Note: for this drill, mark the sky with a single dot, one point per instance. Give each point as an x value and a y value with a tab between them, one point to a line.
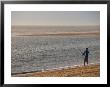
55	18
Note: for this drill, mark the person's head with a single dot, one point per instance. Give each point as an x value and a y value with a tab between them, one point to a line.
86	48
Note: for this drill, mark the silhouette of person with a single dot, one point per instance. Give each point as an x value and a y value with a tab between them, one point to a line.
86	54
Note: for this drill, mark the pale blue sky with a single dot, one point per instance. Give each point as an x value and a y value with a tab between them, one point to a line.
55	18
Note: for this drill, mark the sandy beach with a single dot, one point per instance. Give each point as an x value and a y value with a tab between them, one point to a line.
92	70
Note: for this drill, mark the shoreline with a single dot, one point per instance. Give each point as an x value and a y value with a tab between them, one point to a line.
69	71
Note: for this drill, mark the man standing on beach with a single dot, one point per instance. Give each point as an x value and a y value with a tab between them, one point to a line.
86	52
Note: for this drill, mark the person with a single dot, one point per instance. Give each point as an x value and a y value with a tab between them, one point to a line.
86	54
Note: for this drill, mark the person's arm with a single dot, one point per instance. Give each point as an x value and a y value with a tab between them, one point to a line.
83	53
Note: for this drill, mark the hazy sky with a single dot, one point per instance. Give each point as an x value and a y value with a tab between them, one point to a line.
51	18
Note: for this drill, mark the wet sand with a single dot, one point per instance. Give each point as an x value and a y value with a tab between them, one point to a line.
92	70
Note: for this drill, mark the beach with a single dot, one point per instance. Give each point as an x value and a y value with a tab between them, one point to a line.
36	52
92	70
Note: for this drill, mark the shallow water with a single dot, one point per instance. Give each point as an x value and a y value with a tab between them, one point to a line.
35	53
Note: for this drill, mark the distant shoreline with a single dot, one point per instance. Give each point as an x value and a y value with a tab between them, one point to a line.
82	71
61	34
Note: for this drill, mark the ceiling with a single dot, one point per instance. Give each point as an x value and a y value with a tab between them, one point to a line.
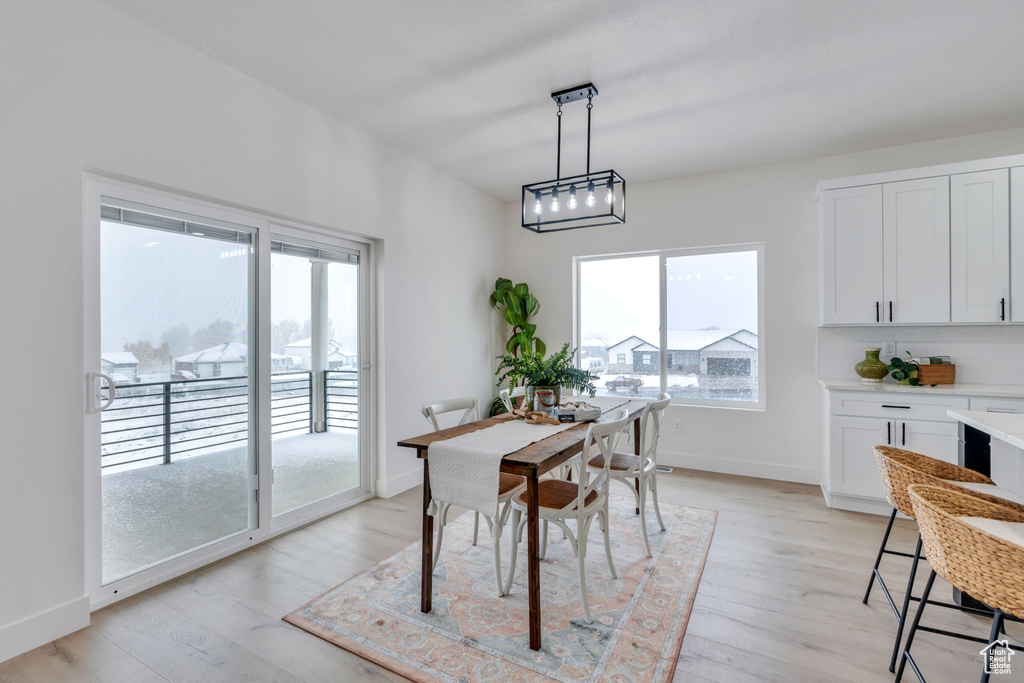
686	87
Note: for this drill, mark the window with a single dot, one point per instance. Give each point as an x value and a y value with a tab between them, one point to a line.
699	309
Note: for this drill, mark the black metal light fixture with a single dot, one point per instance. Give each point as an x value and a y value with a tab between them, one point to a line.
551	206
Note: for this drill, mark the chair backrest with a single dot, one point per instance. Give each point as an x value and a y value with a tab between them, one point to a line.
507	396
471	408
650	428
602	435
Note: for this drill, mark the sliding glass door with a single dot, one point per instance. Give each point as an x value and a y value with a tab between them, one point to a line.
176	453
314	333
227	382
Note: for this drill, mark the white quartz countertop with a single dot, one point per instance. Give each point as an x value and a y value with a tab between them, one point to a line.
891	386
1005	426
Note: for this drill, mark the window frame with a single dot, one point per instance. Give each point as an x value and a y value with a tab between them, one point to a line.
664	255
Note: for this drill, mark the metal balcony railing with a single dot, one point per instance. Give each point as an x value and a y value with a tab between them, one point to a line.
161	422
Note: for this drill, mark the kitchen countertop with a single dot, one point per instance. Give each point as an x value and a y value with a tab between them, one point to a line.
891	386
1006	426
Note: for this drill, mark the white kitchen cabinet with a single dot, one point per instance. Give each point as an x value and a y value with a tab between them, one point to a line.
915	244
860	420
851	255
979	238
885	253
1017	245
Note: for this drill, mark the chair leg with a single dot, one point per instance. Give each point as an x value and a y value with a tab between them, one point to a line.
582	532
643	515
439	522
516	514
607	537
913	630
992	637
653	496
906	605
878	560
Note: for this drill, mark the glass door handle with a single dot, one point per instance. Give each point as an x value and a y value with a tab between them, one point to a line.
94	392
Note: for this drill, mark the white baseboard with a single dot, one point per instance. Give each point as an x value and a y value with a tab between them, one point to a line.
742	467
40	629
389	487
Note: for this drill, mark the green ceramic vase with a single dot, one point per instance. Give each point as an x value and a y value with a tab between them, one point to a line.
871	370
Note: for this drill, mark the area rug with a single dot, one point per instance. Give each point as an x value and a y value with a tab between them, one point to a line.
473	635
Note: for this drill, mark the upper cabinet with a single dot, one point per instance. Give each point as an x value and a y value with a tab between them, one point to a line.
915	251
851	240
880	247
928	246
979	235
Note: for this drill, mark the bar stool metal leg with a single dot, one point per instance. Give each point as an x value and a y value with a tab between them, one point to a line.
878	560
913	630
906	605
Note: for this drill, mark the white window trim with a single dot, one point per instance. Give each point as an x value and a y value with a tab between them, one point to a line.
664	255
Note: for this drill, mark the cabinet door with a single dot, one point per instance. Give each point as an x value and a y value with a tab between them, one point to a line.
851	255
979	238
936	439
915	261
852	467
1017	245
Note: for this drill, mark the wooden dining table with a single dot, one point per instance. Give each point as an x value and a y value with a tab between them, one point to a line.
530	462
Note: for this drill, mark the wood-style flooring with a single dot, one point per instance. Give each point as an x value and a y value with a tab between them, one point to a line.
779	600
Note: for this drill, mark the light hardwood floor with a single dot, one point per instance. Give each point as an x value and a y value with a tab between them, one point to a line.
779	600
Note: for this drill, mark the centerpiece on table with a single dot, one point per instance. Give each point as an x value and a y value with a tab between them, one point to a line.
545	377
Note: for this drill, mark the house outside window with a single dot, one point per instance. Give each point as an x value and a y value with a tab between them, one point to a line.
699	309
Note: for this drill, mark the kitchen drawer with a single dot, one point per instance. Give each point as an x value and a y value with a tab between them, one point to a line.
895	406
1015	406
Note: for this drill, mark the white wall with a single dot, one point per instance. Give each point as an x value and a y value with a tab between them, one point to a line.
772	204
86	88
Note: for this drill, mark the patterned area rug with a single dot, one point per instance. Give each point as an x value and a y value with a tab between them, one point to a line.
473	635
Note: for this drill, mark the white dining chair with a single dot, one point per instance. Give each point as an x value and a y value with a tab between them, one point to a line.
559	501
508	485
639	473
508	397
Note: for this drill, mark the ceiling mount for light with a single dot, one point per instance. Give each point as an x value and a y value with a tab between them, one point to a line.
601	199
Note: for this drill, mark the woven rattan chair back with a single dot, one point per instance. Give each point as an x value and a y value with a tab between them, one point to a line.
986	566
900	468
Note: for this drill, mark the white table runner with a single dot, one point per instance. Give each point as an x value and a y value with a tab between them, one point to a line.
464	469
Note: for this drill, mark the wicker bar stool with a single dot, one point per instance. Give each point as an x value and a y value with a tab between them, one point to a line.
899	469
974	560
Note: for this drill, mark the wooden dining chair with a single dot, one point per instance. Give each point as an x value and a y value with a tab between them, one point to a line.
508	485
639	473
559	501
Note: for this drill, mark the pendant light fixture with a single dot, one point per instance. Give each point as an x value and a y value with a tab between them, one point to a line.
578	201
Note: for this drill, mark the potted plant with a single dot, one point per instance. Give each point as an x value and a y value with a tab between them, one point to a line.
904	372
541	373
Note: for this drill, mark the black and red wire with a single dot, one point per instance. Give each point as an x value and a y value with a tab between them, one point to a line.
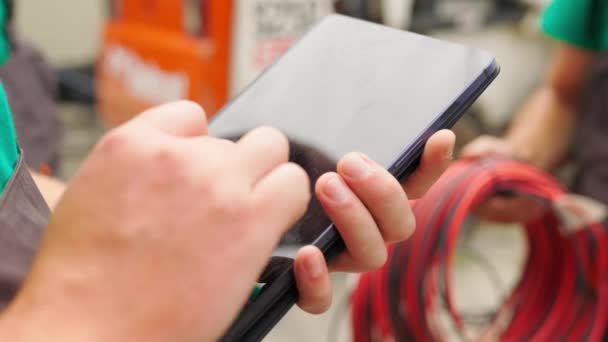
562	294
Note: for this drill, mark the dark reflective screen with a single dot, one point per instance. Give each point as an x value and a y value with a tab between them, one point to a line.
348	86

▶ **PROBLEM REQUIREMENTS**
Quote, without alteration, the lines running from the line containing "Note: for this drill, mark the woven" to the last line of the entries, and include no pictures.

▶ **ANSWER BELOW**
Note: for this drill, mark the woven rattan chair back with a single dot, one point per instance. Give each point as an x value and a y value with a tab between them, one point to a line.
986	566
900	468
Note: for this drill, mark the white table runner with a single dot, one point per instance. Give each point as an x value and a y value with a tab between them, one point to a line.
464	469
Note: for this drill, mark the wicker bar stool with a single dot, one point per instance. Give each point as an x value and a y value with a tab between them, one point to a line.
899	469
974	560
Note: for this drill, mark the wooden dining chair with a single dot, one point per instance. Give each point as an x value and a y value with a tab between them, one point to a line.
508	485
639	473
559	501
Note: for this drill, mark the pendant light fixture with a single dot, one point per instance. Give each point as an x value and a y value with a tab between them, one point to a line.
578	201
Note: for this drill, mark the potted plant with a single dot, one point per instance. Give each point as an x value and a y value with a tab between them, one point to a line.
904	372
541	373
Note: for this drill, mark the black and red wire with a single dot, one point per instance. Give each point as an x value and a y value with a tab between them, one point to a line.
562	294
Note: for this drill, mark the dark reflective screen with a single dot, one point per instance. Give each point as an x value and a y value with a tab between them, one point to a line.
348	86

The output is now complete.